> [Selected excerpt]
*-*-*

Build parallel and multilingual corpora

Parallel corpora can be built from:

non-aligned texts

in common document formats

aligned texts

in a tabular format, e.g. .xlsx or .tmx

vertical file 1:1

expert users with 1:1 mapping

vertical file M:N

expert users with M:N mapping

Use the corresponding tab below for more information.

from non-aligned documents

Parallel corpus from non-aligned documents

Parallel corpora can be built from non-aligned texts in common document formats, e.g. from two PDFs where one is the translation of the other. The supported formats are: .doc, .docx, .htm, .html, .pdf, .txt

This method only supports 2 languages. If your parallel corpus has more languages, an external tool or a manual procedure should be used for the alignment.

Automatic alignment

After uploading, the documents will be converted into plain text and aligned automatically at the sentence level and processed into a parallel corpus. The whole process does not require intervention by the user.

For best results

The documents must be translations of one another. (Not random texts about a similar topic.)
Documents containing only text in one column produce best result.
Documents with complex design such as advertisements, promotional leaflets or posters may be impossible to align and produce a poor result.

How to build a parallel corpus from documents

go to DASHBOARD
click NEW CORPUS
type a name and click Multilingual corpus, click NEXT
click NON-ALIGNED DOCUMENTS
select the languages and type the names of the corpora, for the sake of practicality, use the same name for both languages
upload the documents, multiple documents are supported but they must be uploaded in the same order in both languages
click NEXT and wait for the corpus to be processed and compiled

Correct alignment errors

Alignment errors cannot be corrected in Sketch Engine. If they are too many, they have to be corrected outside Sketch Engine. Download the corpus in one of the available formats, e.g. XLSX and use Excel or Google Sheets to correct the alignment.

*-*-*

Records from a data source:
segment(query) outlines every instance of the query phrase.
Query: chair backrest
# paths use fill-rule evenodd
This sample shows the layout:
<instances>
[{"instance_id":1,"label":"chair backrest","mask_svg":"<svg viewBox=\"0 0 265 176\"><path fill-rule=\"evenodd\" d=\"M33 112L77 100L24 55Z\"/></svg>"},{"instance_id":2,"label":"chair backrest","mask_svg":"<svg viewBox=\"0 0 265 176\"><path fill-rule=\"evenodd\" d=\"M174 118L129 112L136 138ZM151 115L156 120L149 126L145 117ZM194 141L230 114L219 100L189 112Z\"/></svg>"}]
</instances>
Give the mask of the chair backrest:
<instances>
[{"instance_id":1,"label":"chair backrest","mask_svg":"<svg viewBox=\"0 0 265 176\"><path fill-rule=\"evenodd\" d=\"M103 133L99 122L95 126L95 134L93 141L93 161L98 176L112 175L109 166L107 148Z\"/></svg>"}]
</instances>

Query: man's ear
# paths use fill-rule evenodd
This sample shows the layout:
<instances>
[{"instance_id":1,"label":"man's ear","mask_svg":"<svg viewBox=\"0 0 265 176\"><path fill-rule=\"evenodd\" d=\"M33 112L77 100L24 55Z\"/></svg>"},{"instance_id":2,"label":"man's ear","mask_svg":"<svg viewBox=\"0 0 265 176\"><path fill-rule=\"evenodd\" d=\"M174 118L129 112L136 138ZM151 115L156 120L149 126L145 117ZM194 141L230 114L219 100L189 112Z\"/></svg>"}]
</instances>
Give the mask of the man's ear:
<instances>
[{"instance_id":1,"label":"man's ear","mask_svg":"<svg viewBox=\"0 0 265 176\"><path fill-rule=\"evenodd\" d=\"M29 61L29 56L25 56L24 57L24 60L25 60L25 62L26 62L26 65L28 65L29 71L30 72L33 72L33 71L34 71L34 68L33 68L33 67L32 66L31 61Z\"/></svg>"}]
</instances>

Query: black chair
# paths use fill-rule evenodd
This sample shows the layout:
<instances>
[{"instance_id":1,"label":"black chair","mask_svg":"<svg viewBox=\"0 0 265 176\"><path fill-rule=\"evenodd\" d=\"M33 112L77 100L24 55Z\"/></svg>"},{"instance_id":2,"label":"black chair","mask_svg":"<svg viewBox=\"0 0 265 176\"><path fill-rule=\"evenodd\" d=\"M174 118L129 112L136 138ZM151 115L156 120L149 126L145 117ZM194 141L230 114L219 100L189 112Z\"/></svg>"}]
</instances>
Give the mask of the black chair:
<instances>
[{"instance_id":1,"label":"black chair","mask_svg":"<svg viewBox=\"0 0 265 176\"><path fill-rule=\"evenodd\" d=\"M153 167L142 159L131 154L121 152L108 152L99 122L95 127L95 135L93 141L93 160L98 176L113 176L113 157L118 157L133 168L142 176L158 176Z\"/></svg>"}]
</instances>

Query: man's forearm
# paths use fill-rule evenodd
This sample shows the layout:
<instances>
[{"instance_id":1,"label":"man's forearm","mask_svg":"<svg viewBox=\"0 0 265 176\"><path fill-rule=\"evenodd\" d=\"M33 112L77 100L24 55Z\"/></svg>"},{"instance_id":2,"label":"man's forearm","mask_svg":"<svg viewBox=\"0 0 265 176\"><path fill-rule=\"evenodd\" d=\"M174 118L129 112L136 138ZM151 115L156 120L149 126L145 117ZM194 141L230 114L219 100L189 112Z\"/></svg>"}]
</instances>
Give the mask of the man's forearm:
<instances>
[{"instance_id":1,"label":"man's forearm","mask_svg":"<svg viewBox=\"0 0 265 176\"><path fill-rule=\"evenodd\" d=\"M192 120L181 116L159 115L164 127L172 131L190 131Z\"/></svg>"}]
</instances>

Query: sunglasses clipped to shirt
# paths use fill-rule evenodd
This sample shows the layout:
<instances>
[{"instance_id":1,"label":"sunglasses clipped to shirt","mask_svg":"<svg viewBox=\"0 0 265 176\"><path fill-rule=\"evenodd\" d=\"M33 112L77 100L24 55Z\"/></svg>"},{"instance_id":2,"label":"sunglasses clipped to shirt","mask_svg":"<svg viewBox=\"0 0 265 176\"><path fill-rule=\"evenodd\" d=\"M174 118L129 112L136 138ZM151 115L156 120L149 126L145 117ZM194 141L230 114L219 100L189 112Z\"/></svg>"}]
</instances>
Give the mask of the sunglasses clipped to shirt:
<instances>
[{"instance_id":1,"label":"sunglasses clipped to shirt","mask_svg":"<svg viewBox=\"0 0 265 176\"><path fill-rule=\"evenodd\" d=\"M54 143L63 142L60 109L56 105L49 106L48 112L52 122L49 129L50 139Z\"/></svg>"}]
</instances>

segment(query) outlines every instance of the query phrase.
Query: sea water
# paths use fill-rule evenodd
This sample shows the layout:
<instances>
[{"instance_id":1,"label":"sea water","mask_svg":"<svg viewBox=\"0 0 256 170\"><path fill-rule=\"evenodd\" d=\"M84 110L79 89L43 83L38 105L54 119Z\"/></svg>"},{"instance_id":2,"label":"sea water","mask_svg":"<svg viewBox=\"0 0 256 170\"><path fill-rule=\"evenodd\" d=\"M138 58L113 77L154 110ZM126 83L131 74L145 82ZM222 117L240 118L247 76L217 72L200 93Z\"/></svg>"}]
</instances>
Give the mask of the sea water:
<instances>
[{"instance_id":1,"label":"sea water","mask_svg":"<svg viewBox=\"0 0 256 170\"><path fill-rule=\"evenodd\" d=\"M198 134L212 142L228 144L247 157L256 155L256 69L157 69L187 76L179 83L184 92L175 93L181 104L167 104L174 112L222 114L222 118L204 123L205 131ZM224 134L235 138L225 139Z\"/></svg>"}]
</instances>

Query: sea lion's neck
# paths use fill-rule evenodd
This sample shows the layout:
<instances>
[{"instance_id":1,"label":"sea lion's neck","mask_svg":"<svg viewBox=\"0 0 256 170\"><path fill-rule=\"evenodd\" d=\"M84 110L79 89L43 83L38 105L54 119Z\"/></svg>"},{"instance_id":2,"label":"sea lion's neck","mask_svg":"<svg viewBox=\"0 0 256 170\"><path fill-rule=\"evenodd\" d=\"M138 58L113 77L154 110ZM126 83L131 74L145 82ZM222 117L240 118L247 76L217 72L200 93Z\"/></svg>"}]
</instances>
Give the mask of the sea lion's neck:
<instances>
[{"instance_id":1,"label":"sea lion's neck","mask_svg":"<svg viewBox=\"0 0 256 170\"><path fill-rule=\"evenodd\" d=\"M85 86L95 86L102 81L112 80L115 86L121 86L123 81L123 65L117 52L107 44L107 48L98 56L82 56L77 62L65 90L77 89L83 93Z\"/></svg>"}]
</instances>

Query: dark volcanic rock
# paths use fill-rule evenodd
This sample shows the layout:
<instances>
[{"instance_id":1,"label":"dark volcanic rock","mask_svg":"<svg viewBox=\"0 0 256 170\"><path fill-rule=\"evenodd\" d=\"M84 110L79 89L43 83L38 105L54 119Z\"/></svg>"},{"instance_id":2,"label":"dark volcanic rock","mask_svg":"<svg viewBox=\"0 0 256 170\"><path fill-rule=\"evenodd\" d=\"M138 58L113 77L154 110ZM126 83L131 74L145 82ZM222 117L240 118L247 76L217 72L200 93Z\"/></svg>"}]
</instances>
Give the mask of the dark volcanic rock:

*-*-*

> [Things to do]
**a.** Answer these questions about the guide to building parallel corpora:
(i) Which file formats are supported for building a parallel corpus from non-aligned documents?
(ii) How many languages does the non-aligned document method support?
(iii) Which programs does the guide name for correcting the alignment after downloading the corpus?
**b.** Quote the guide to building parallel corpora from the words "The documents must" through the words "a poor result.".
**c.** Write what comes next in the guide to building parallel corpora, picking up right after its final sentence.

> [The results]
**a.**
(i) .doc, .docx, .htm, .html, .pdf, .txt
(ii) 2
(iii) Excel or Google Sheets

**b.**
The documents must be translations of one another. (Not random texts about a similar topic.)
Documents containing only text in one column produce best result.
Documents with complex design such as advertisements, promotional leaflets or posters may be impossible to align and produce a poor result.

**c.**
Analyse the corpus

Learn to work with the parallel corpus on our YouTube channel or in this guide.

Add more data

The above procedure cannot be used to make an existing corpus bigger. It does nowt allow adding new data. Instead, build a new corpus, download it and add it to the first corpus using the same procedure as the one used for aligned data.

Refine the corpus

Read our documentation on fine-tuning corpora to improve the use of your corpus.

from aligned texts

Parallel corpus from tabular data

The simplest way to build a parallel corpus is to upload data in one of these formats: Excel spreadsheet (XLS, XLSX), or a translation memory format (TMX or XLIFF).

Data format

Your data must be in the format described on Data format for a parallel corpus .

Upload your data

If your parallel data are in the required format, follow these steps to build your corpus:

on the corpus dashboard, click NEW CORPUS

click MULTILINGUAL, then ALIGNED DOCUMENTS
type the corpus name and select the file
- other supported formats: XLIFF (v. 2.0 and higher), TSV, XLSX
  (if XLSX does not upload correctly, try opening the file in Excel and save as Excel 97-2003 Workbook)
on the next screen, check the languages are correct
click Next
wait for the corpus to be processed, you can leave the screen and let the process finish in the background. You will find your corpus in My corpora.

Each language in the source file will be processed into a separate monolingual corpus and aligned with the corresponding corpus in the other language(s).

How to search

Refer to Parallel concordance lesson to learn to search and analyse parallel corpora.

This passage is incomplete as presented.